Gather every line in the records below that contains the word "wooden". Case counts.

▶ [Supplied information]:
▬▬▬
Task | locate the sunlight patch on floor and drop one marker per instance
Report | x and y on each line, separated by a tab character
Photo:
▬▬▬
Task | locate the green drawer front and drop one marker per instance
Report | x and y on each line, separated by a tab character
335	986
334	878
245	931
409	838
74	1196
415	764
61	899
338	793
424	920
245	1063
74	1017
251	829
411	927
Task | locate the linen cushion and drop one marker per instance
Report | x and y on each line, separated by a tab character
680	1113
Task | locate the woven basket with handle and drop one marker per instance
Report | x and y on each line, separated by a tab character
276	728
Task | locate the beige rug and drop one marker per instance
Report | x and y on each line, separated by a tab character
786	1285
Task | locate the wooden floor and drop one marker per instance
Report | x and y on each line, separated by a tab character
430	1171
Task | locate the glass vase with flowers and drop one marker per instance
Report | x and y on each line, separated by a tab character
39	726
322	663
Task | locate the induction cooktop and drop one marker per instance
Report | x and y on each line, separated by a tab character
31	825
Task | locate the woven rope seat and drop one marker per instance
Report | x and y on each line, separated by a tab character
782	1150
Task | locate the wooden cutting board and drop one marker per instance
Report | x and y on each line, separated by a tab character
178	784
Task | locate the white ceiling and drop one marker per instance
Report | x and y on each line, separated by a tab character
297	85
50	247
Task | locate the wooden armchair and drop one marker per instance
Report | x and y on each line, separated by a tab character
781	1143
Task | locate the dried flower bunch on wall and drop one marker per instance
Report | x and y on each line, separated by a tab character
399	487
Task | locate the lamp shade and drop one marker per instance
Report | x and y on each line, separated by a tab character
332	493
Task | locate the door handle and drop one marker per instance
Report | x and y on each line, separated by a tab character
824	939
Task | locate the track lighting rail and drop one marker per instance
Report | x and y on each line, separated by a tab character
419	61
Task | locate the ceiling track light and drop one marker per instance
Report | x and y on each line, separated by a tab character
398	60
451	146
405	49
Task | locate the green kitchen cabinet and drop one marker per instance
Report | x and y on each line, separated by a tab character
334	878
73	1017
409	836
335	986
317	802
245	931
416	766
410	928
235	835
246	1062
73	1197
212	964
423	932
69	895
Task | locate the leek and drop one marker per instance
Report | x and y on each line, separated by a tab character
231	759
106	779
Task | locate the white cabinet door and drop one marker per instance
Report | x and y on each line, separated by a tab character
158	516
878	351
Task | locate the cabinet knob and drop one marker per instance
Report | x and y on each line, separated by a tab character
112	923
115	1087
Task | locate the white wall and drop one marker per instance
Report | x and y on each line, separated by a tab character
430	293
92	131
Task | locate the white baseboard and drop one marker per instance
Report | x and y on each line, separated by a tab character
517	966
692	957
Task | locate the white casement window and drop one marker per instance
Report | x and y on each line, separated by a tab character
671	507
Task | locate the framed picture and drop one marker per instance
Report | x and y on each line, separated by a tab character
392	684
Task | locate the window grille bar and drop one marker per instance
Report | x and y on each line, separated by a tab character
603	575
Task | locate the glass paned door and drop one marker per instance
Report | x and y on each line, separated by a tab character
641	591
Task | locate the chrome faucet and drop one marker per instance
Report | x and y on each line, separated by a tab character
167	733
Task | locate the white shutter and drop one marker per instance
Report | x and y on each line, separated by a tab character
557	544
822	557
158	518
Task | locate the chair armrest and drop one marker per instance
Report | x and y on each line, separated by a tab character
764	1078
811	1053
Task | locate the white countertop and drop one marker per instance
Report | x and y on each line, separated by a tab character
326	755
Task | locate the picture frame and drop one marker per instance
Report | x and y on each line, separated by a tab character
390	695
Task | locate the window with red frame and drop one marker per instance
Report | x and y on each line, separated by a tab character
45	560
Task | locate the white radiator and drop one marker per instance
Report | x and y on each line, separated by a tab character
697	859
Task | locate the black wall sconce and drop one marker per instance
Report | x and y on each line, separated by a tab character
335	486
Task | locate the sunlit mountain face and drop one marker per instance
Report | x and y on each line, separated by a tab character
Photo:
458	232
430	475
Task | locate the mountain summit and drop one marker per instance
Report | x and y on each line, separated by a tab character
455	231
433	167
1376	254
▬▬▬
▶ [Output of the task]:
Task | locate the wooden floor and drop one marker per instance
Task | locate the wooden cutting board and drop one marker per instance
Task | locate the wooden armchair and drop one marker per instance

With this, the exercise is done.